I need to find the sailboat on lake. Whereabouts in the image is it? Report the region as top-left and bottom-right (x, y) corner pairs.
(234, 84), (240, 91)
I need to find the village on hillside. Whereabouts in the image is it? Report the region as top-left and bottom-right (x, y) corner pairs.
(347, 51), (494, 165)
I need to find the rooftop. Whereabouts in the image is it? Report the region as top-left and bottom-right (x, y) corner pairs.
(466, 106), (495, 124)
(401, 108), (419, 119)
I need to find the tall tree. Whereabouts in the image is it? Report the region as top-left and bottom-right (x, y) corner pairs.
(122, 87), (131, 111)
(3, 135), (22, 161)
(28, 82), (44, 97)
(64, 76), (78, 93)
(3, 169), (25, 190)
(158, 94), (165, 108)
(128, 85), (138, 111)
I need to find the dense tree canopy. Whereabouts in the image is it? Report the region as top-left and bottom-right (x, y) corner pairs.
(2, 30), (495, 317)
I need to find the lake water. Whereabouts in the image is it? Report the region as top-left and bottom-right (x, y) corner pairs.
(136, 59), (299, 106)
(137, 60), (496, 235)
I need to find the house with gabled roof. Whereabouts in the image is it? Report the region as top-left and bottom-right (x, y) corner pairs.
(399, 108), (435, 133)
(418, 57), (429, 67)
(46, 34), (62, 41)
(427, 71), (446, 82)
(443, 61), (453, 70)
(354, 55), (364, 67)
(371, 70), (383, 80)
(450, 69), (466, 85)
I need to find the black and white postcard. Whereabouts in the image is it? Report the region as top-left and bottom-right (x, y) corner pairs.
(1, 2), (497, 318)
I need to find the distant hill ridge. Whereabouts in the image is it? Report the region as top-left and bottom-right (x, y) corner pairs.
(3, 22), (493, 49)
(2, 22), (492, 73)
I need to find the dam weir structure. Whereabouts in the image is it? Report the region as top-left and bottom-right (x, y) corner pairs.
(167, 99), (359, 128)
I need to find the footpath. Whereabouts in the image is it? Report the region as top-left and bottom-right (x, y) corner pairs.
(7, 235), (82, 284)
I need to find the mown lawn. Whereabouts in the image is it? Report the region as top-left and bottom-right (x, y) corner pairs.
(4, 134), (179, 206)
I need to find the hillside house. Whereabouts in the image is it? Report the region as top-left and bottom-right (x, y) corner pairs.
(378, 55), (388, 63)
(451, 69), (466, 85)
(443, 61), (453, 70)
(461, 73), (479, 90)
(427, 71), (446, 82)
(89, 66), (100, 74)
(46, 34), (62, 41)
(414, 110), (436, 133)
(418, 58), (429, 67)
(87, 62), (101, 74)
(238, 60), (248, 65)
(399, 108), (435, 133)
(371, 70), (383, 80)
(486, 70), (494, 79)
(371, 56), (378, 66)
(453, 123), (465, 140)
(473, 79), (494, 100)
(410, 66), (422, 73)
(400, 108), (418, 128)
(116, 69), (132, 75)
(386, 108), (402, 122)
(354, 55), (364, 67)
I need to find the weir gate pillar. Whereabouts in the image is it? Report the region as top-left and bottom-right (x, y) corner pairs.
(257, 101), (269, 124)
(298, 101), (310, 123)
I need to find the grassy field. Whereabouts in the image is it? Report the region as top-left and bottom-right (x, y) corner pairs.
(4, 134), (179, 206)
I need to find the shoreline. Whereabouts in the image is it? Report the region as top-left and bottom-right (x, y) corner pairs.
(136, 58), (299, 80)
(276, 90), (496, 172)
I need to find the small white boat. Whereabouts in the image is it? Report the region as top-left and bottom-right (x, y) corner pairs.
· · · ·
REQUIREMENT :: What you return should match the listing above exactly.

THE COMPLETED TASK ::
I need to find the sailboat on lake. Whereabouts in the image is it? Report the region as top-left and bottom-right (x, y) corner pairs.
(234, 84), (240, 91)
I need to find the village on hillside. Whereabouts in the image is it? Report the region as top-left and bottom-right (x, y) corner pairs.
(347, 51), (494, 165)
I need to find the rooftop. Whereabouts in the image is it? Report the region as top-left and bottom-right (x, y) corner pairs.
(466, 106), (495, 124)
(401, 108), (419, 119)
I need to find the tall tree. Whereabouts in the image is it? Report the region as top-left and bottom-right (x, y) corner pairs.
(122, 87), (131, 111)
(3, 135), (22, 161)
(28, 82), (44, 97)
(64, 76), (78, 93)
(3, 169), (25, 190)
(158, 94), (165, 108)
(128, 85), (138, 111)
I need to find the dense tree canopy. Whereabouts in the image is it? Report the region as top-left and bottom-right (x, y) corner pairs.
(2, 30), (495, 317)
I need to find the lake water. Whereabouts in the image is it? Report the region as top-left and bottom-right (x, y) corner pairs.
(136, 59), (299, 106)
(137, 60), (496, 235)
I need to find the house with gabled roof. Whereabouts in the image is it? Report the region as top-left and bottom-right (x, y) corner pairs.
(399, 108), (435, 133)
(418, 57), (429, 67)
(46, 34), (62, 41)
(427, 71), (446, 82)
(443, 61), (453, 70)
(354, 55), (364, 67)
(371, 70), (383, 80)
(450, 69), (466, 85)
I need to find the black and white postcard. Whereabouts in the image is it? Report the region as top-left and bottom-right (x, y) corner pairs.
(1, 2), (497, 318)
I need to find the distant hill ridge. Whereabouts in the image is it? Report the region as top-left and bottom-right (x, y) corner pairs.
(3, 22), (493, 49)
(2, 22), (492, 73)
I need to find the dam weir structure. Whereabouts in the image is it? Report the region as top-left and bottom-right (x, y) corner pairs.
(167, 99), (359, 128)
I need to find the footpath. Whereabouts in the image is it? Report the region as top-left and bottom-right (x, y) corner pairs.
(7, 235), (82, 284)
I need to find the mown lawn. Whereabouts in the image is it? Report the region as top-left and bottom-right (x, y) corner pairs.
(4, 134), (179, 206)
I need to find the hillside house. Whereabouts in the image is it? Report the region as top-left and bottom-right (x, y) corner pairs.
(378, 55), (388, 63)
(451, 69), (466, 85)
(443, 61), (453, 70)
(461, 73), (479, 90)
(427, 71), (446, 82)
(89, 66), (100, 74)
(46, 34), (62, 41)
(414, 110), (436, 133)
(418, 58), (429, 67)
(87, 62), (101, 74)
(238, 60), (248, 65)
(399, 108), (435, 133)
(371, 70), (383, 80)
(486, 70), (494, 79)
(371, 56), (378, 66)
(453, 123), (465, 140)
(473, 79), (494, 100)
(410, 66), (422, 73)
(400, 108), (418, 128)
(116, 69), (132, 75)
(386, 108), (402, 122)
(354, 55), (364, 67)
I need to find the weir gate pillar. Whereabouts in the image is it? Report the region as top-left and bottom-right (x, y) corner pairs.
(257, 101), (269, 124)
(298, 101), (310, 123)
I need to find the grassy field. Whereabouts in the image is it? Report the region as top-left and bottom-right (x, y) corner pairs.
(4, 134), (179, 206)
I need to find the shoreline. Whereabouts in the image is it? Report the region as top-left and bottom-right (x, y) corner pairs.
(136, 58), (299, 80)
(276, 90), (496, 172)
I need to find the small white boat. Whereabouts in the image is it? Report the region as top-left and bottom-right (x, y) corner pairs.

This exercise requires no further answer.